● Brief
Restate the whole listing word for word. Pictures are left out.
====== Listed entries ======
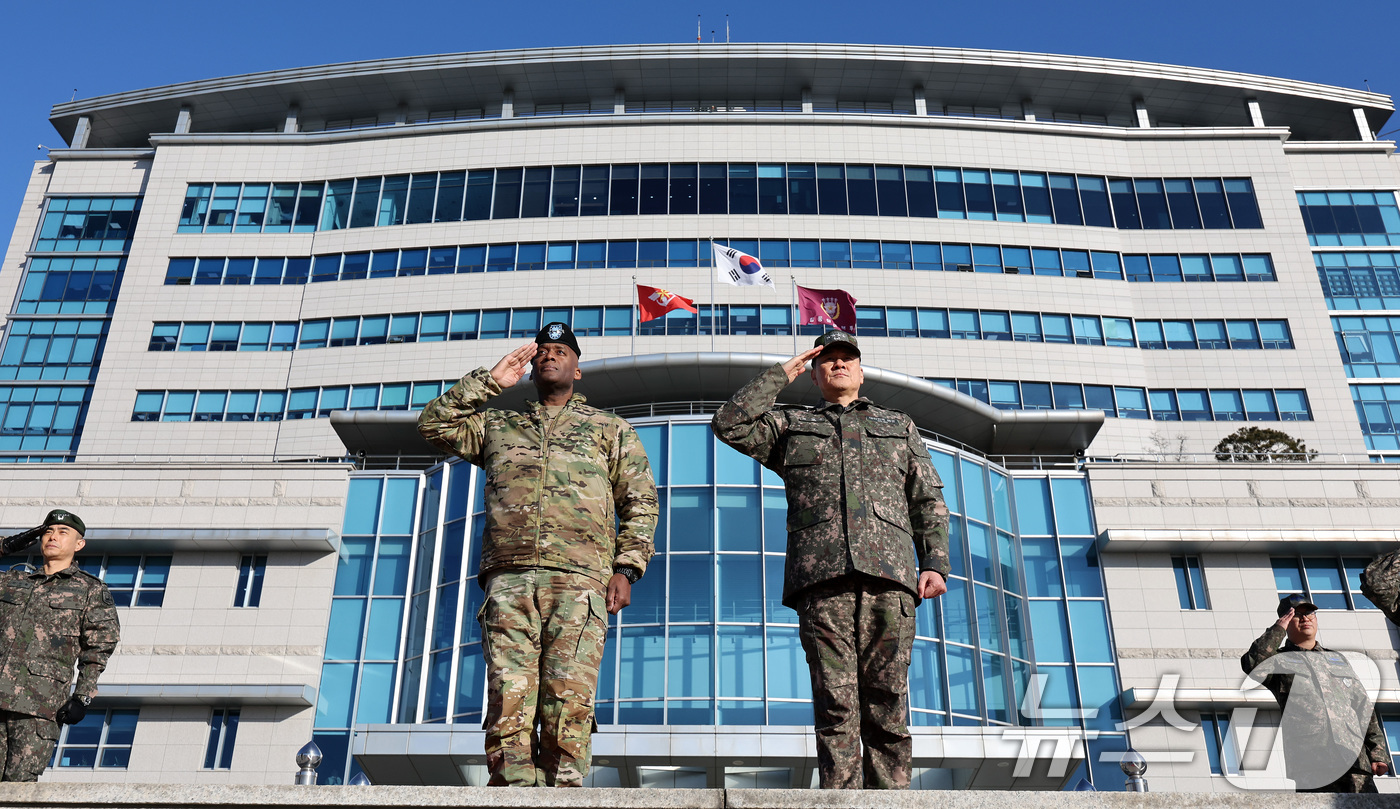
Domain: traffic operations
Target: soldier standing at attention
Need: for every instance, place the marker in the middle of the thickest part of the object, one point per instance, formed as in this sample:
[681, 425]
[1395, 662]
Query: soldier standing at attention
======
● Result
Domain: traffic operations
Target: soldier standing at attention
Need: for every instance, place the marker in the middle of the thickest part of the object, one point per instance, formed as in this sample:
[681, 425]
[1395, 662]
Query: soldier standing at attention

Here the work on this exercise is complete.